Exercise description> Copy out every one of the lines below exactly, leaving out the pictures.
━━ Extracted entries ━━
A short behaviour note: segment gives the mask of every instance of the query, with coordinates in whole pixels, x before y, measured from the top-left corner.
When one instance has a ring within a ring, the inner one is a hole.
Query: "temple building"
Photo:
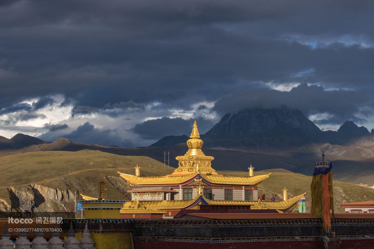
[[[170,175],[142,177],[137,165],[135,175],[118,172],[131,187],[131,200],[124,204],[121,218],[171,218],[196,212],[282,213],[298,207],[306,193],[289,199],[285,187],[281,201],[259,198],[258,187],[270,174],[254,175],[251,165],[248,176],[218,174],[212,167],[214,158],[202,150],[196,121],[190,137],[188,150],[177,157],[178,167]]]
[[[346,213],[374,213],[374,200],[351,202],[340,204]]]

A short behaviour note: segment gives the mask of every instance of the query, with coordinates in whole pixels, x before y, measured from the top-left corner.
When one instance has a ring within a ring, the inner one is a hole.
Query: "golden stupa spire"
[[[184,156],[175,158],[179,162],[178,167],[173,174],[189,174],[198,172],[203,174],[217,175],[215,170],[212,168],[211,162],[214,158],[205,156],[201,150],[204,142],[200,139],[196,120],[193,122],[190,138],[187,142],[188,150]]]
[[[199,134],[199,130],[197,130],[197,123],[196,122],[196,120],[195,120],[195,122],[193,122],[192,131],[191,133],[190,137],[191,138],[200,138],[200,134]]]

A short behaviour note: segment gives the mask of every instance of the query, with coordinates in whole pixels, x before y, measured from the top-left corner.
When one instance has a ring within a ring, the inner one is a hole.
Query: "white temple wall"
[[[233,190],[233,200],[243,200],[243,190]]]
[[[196,197],[197,196],[197,188],[193,188],[192,189],[192,199],[196,198]]]
[[[257,201],[258,199],[258,190],[253,190],[253,200]]]
[[[212,189],[212,199],[213,200],[223,200],[225,199],[225,190]]]

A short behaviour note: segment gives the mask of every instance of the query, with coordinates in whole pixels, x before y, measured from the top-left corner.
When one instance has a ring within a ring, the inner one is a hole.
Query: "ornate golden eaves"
━━━
Output of the exercise>
A short behaviour note: segment gives the mask of every instance of the query, with coordinates in whole pixels, x before y, measured from the top-left corner.
When one instance has a ring within a ring, the inner one is a hole.
Query: "temple building"
Photo:
[[[170,175],[142,177],[137,165],[135,175],[118,172],[131,187],[131,200],[124,204],[121,218],[171,218],[196,212],[282,213],[298,207],[306,193],[289,199],[285,187],[281,201],[259,198],[258,187],[270,174],[254,175],[251,165],[248,176],[218,174],[212,167],[214,158],[202,150],[196,121],[190,137],[188,150],[177,157],[178,167]]]
[[[346,213],[374,213],[374,200],[351,202],[340,204]]]

A short behaviour note: segment gives the mask of every instance of the query, with coordinates in whole pixels, x before y, measured from the top-left corner.
When one instance has a ring within a ring, the inner one is a hole.
Query: "golden stupa spire"
[[[184,156],[175,158],[179,162],[178,167],[173,174],[189,174],[198,172],[203,174],[217,175],[215,170],[212,168],[211,162],[214,158],[205,156],[201,150],[204,142],[200,139],[196,120],[193,122],[190,138],[187,142],[188,150]]]
[[[199,134],[199,130],[197,130],[197,123],[196,122],[196,120],[195,120],[195,122],[193,122],[192,131],[191,133],[190,137],[191,138],[200,138],[200,134]]]

A short behaviour note: segment gives the mask of every instance of the query, with coordinates in whole pixels, x before y, measured from the top-left corner.
When one instance has a ring within a ring, the inner one is a hole.
Query: "white temple wall"
[[[233,190],[233,200],[243,200],[243,190]]]
[[[196,197],[197,196],[197,188],[193,188],[192,189],[192,199],[196,198]]]
[[[257,201],[258,199],[258,190],[253,190],[253,200]]]
[[[212,189],[212,199],[213,200],[223,200],[225,199],[225,190]]]

A short behaviour note: segment gives the mask of every instance of the query, with coordinates in whole pixels, x before y, measured from the top-left corner.
When one instance has a ring within a ring, the inner one is a hole.
Query: "ornate golden eaves"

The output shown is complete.